··· Data in this exercise

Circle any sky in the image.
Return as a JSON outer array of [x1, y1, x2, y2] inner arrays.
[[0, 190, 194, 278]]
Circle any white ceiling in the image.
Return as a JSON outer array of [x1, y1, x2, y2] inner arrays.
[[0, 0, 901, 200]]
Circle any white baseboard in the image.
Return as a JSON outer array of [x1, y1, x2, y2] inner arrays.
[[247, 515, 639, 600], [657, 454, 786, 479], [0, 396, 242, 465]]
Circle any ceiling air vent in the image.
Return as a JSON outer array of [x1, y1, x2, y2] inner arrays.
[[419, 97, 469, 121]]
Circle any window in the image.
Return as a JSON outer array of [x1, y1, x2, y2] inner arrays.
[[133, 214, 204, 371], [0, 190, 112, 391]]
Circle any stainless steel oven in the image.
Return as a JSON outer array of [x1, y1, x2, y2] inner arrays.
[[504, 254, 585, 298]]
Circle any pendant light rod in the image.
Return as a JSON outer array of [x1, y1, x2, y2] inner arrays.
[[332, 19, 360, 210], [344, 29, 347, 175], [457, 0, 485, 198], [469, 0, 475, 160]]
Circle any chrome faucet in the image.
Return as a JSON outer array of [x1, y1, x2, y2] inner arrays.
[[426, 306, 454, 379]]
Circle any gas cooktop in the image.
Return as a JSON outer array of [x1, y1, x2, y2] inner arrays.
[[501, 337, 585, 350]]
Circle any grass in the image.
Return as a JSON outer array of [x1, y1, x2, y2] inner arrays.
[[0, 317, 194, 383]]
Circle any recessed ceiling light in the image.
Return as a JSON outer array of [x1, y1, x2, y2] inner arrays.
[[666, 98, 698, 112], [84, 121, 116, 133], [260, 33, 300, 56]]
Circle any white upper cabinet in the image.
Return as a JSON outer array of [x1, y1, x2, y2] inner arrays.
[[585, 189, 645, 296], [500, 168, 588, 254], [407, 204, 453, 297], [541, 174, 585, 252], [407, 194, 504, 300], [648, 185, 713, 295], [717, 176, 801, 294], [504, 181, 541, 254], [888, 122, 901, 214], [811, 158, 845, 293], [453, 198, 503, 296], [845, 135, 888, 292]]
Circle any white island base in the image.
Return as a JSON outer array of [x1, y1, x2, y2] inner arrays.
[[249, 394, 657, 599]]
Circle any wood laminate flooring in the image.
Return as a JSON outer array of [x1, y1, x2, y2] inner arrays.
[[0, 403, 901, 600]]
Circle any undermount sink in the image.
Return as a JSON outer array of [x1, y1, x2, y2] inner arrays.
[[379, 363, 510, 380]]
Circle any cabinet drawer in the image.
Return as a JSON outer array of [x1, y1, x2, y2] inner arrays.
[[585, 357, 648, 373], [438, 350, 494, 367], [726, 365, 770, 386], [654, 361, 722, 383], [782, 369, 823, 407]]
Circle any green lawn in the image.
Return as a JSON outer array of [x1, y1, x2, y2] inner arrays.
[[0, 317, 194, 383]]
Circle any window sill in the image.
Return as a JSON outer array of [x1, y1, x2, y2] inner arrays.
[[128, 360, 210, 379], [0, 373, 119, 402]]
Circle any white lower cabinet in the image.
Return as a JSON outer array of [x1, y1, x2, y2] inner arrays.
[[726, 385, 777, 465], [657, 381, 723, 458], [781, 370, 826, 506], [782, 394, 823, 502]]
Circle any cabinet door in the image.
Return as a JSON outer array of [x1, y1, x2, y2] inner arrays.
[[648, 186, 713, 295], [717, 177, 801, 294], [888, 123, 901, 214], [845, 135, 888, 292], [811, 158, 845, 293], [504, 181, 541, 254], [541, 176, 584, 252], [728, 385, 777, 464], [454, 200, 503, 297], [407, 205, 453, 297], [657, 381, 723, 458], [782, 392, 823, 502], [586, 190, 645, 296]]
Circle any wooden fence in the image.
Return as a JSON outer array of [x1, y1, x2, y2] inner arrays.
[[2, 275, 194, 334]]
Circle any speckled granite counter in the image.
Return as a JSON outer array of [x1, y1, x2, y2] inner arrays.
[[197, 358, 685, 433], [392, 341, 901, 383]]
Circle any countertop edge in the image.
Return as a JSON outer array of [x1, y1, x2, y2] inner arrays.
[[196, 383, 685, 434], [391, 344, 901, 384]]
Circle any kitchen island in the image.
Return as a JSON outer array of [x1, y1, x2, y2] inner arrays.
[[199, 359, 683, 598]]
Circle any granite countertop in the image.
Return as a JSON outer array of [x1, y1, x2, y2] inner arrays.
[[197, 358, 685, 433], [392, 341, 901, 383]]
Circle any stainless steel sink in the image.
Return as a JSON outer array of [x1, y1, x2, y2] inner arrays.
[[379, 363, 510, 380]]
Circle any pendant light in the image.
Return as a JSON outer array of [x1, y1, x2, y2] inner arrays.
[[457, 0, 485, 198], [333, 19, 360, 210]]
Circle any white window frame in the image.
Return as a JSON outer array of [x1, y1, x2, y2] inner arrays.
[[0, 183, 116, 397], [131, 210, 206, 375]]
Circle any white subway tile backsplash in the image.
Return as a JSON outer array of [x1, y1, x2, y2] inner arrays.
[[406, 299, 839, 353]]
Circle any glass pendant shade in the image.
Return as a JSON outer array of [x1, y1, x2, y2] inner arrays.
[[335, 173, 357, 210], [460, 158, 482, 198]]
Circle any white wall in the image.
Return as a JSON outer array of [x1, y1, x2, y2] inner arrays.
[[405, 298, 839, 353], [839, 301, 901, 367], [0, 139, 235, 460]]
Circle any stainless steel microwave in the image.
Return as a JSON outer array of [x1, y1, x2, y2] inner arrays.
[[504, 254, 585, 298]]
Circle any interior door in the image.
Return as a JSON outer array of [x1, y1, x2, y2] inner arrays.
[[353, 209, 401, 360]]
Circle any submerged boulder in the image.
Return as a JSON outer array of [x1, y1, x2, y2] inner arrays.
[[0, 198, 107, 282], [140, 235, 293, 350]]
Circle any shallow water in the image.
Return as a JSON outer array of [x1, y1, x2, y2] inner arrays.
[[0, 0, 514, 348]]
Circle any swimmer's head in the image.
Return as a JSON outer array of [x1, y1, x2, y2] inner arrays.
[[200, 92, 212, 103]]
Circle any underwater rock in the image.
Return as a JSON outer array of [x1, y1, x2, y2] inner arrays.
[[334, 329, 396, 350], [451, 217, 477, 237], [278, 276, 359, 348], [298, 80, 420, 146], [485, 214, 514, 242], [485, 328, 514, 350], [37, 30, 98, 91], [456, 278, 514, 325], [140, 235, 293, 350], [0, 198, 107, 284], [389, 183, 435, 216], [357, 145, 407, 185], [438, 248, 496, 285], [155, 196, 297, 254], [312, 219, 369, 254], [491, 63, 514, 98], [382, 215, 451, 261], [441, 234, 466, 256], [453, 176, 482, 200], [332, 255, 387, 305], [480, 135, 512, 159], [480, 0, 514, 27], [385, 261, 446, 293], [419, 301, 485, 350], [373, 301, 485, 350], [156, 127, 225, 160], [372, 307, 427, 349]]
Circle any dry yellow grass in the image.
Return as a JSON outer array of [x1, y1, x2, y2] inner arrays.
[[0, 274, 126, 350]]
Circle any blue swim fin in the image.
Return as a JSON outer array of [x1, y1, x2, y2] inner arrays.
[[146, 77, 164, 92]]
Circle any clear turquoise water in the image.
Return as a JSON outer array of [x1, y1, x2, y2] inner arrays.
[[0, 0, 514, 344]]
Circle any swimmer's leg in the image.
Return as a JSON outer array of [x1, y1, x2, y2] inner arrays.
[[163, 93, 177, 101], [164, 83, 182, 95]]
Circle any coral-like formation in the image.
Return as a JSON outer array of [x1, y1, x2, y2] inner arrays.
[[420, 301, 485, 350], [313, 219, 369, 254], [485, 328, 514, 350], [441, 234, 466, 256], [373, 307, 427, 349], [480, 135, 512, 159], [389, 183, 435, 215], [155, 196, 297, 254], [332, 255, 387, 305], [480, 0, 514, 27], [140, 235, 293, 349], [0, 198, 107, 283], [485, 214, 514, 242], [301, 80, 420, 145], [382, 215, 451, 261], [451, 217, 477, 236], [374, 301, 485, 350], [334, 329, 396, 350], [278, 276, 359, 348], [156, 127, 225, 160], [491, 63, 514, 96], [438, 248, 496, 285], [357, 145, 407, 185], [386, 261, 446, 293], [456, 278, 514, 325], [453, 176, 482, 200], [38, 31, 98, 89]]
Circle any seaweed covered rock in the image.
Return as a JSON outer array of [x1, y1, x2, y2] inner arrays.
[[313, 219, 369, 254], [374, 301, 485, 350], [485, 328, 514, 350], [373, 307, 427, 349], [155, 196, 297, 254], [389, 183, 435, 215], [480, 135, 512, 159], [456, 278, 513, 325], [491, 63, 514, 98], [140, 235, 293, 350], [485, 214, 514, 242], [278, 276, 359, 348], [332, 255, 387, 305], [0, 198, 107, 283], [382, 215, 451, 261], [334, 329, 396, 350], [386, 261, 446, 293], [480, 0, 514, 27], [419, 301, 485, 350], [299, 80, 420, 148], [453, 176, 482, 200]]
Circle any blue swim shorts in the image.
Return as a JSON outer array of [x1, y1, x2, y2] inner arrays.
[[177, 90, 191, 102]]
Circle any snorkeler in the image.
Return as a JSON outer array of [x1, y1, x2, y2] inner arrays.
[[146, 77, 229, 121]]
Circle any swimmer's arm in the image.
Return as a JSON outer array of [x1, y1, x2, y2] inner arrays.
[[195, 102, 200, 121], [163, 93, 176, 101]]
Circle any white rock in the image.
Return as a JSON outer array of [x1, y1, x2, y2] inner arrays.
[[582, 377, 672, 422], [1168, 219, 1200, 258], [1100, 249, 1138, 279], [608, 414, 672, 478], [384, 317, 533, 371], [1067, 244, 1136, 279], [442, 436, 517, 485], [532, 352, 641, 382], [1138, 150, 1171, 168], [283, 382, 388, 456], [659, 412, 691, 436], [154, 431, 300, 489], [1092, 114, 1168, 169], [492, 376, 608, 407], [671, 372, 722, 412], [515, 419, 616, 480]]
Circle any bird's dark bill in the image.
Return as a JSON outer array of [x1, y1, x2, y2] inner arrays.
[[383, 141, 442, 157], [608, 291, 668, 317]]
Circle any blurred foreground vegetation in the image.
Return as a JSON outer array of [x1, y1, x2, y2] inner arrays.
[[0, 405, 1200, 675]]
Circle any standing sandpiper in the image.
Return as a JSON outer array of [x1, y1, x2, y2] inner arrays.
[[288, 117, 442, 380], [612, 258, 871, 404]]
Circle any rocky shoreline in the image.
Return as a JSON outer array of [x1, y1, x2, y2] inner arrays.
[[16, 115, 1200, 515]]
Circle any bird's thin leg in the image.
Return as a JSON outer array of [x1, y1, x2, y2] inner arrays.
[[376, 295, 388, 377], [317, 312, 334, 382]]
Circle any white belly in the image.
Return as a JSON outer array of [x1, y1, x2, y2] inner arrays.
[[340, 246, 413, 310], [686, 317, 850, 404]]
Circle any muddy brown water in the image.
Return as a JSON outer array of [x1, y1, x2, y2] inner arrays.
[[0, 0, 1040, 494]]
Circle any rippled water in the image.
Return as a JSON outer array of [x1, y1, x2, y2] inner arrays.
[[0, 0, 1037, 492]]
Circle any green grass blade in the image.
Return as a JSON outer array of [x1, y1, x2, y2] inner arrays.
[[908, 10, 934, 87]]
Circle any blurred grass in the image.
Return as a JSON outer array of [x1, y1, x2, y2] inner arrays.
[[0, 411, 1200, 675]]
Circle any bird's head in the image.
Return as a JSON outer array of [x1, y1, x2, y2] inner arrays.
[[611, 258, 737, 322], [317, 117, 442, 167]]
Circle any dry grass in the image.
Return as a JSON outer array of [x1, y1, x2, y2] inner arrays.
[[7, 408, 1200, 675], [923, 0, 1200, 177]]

······

### The request
Copy out the stretch from the line containing "Circle any dry grass in the image." through the end of the records, switching "dry grass" to "dead grass" and keeping all else the same.

### Output below
Circle any dead grass in the image.
Return as a JSON outer array of [x1, y1, x2, y2] inner arrays.
[[7, 408, 1200, 675], [923, 0, 1200, 177]]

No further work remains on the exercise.